- Istruzione A: Modifica il passo della selezione che parte da "Se non la sblocchi" e prosegue fino a "a metà Settembre.", mettendo "Ottobre" al posto di "Settembre".

- Selezione:

★ ★ ★

L'eliminazione dell'Atletico, dopo che l'anno scorso avevano passato il girone per un pelo, sono anche il sintomo che un certo tipo di calcio, passivo e posizionale, ha fatto il suo tempo. Oggi se giochi cosi o hai qualità+esperienza del Real oppure difficilmente prevali in Europa. Puo andarti bene qualche volta, ma nel complesso non vinci mai.

Paradossalmente è meglio giocare bene un calcio di attacco, anche sbilanciati, e prendere qualche goal in piu. Nel lungo termine hai risultati migliori, vinci piu partite.

Il discorso cambia nelle singole partite, dove invece devi avere maturità e intelligenza per variare, come abbiamo fatto noi nella corsa scudetto e come ha fatto piu in grande il Real nella scorsa Champions.


----------



## ILMAGO (3 Novembre 2022)

*prenedevamo troppi goal.

Bisogna giocare SEMPRE con 3 mediani.
Se non la sblocchi fai in tempo al 70’ a mettere 4 punte (che hai in panchina).


----------



## OrgoglioMilanista (3 Novembre 2022)

Il mio è un discorso che non vale solo per ieri, ma dall'inizio della stagione, infatti questa discussione l'ho aperta a metà Settembre. 

La mia sensazione, forse sbagliata, è che Pioli ora si senta veramente molto molto sicuro di sé stesso e si fidi veramente tanto dei suoi calciatori. Sono entrambe cose buone e giuste, ma forse sta esagerando. Quando hai un terzino come Hernandez che è un fenomeno e che si spinge costantemente in attacco, devi per forza di cose avere un centrocampista che vada a coprire il buco che lascia, visto che noi come ala abbiamo Leao che torna pochissimo. Lo scorso anno questo lavoro lo faceva spesso e volentieri Kessie, quest'anno non lo fa nessuno. 

Per me lo scorso anno giocavamo meglio ed eravamo più equilibrati. Ora siamo troppo sbilanciati ed è il Mister a dover risolvere questo problema. Mi fido di Pioli, penso che prima o poi sistemerà questa cosa. 

Onestamente non vedo la nostra rosa inferiore a quella del Napoli, anzi, secondo me siamo più forti nel complesso. La differenza col Napoli è che ora giocano meglio e sono più solidi, ma ho addirittura sentito dire che questo Napoli puo' anche arrivare in finale di Champions, fermo restando che mi son messo a ridere quando ho sentito questa cosa, se dovessimo aggiustare il tiro e trovare l'equilibrio dello scorso anno, per me ai quarti ci possiamo arrivare se non becchiamo City, Bayern o Real. Ed onestamente per me ce la possiamo giocare anche con quelle 3. Non dico che passeremmo il turno, ma di sicuro non partiamo sconfitti.

★ ★ ★

- Istruzione B: Riporta tali e quali le righe dei dati da usare, partendo dalla riga con "door panel it should pick up." e proseguendo fino alla riga con "[563,331,640,362]", entrambe incluse.

★ ★ ★

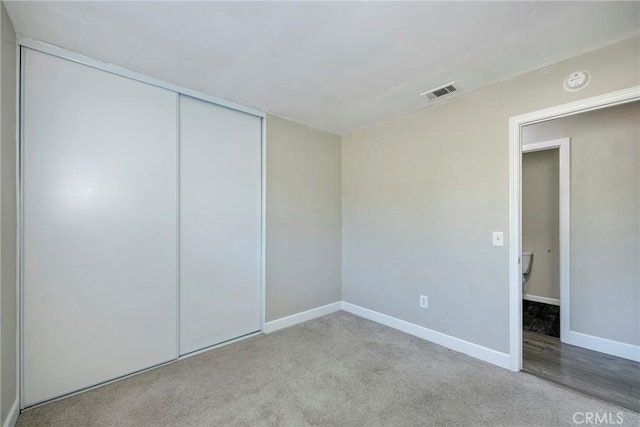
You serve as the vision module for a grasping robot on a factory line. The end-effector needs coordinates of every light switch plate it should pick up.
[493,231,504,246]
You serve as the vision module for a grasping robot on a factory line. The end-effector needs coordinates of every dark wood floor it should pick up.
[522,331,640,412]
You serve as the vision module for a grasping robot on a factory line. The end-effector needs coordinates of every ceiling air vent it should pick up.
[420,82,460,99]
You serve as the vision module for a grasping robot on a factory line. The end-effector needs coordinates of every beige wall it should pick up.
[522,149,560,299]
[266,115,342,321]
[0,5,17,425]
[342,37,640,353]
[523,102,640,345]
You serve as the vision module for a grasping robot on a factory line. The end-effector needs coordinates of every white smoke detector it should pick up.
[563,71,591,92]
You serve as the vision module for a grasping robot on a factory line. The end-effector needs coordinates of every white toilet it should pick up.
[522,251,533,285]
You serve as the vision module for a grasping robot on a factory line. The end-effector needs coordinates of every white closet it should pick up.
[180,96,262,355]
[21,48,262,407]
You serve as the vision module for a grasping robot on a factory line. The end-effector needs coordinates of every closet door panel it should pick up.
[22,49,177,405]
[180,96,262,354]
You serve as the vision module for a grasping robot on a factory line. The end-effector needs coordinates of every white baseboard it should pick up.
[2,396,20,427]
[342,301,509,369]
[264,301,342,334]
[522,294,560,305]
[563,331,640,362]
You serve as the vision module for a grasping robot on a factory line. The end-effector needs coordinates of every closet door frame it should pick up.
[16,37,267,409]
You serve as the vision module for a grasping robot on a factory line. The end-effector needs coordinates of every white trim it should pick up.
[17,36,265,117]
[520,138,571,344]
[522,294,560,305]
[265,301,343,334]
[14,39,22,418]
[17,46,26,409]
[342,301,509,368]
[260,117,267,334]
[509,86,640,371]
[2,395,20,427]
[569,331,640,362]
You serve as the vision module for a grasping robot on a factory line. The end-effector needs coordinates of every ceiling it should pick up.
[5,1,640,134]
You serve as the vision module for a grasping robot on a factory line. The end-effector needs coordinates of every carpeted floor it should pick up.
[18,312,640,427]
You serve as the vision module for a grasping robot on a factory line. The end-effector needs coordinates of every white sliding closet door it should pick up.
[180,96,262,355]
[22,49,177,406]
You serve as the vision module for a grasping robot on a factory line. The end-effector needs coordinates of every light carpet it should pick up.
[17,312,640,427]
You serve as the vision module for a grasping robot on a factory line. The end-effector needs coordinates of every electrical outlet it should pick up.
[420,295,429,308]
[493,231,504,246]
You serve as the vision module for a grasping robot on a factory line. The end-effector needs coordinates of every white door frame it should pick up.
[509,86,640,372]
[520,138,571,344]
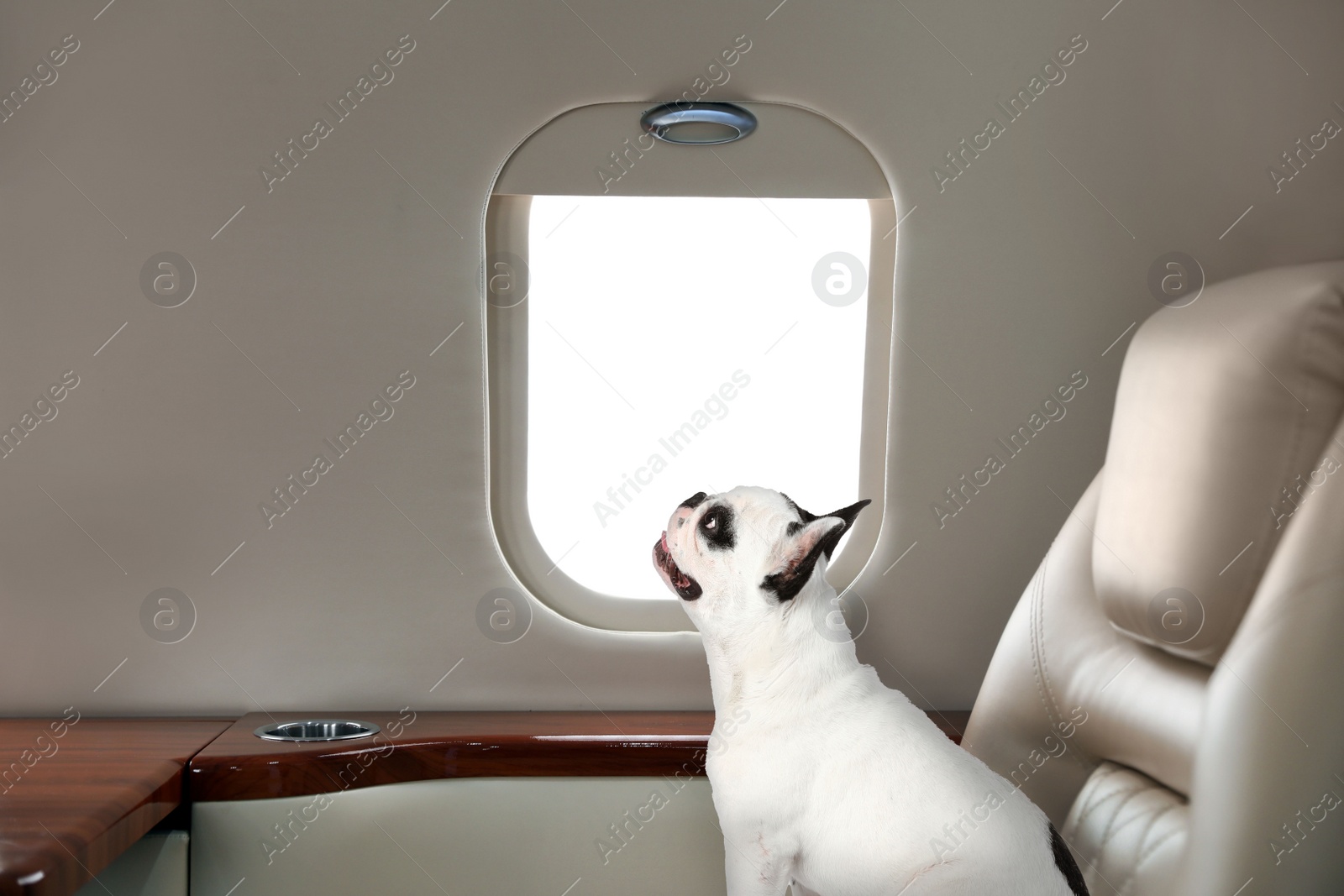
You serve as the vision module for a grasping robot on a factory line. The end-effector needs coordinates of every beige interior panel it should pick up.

★ ★ ★

- Risposta A:
Se non la sblocchi fai in tempo al 70’ a mettere 4 punte (che hai in panchina).


----------



## OrgoglioMilanista (3 Novembre 2022)

Il mio è un discorso che non vale solo per ieri, ma dall'inizio della stagione, infatti questa discussione l'ho aperta a metà Ottobre.

- Risposta B:
You serve as the vision module for a grasping robot on a factory line. The end-effector needs coordinates of every closet door panel it should pick up.
[22,49,177,405]
[180,96,262,354]
You serve as the vision module for a grasping robot on a factory line. The end-effector needs coordinates of every white baseboard it should pick up.
[2,396,20,427]
[342,301,509,369]
[264,301,342,334]
[522,294,560,305]
[563,331,640,362]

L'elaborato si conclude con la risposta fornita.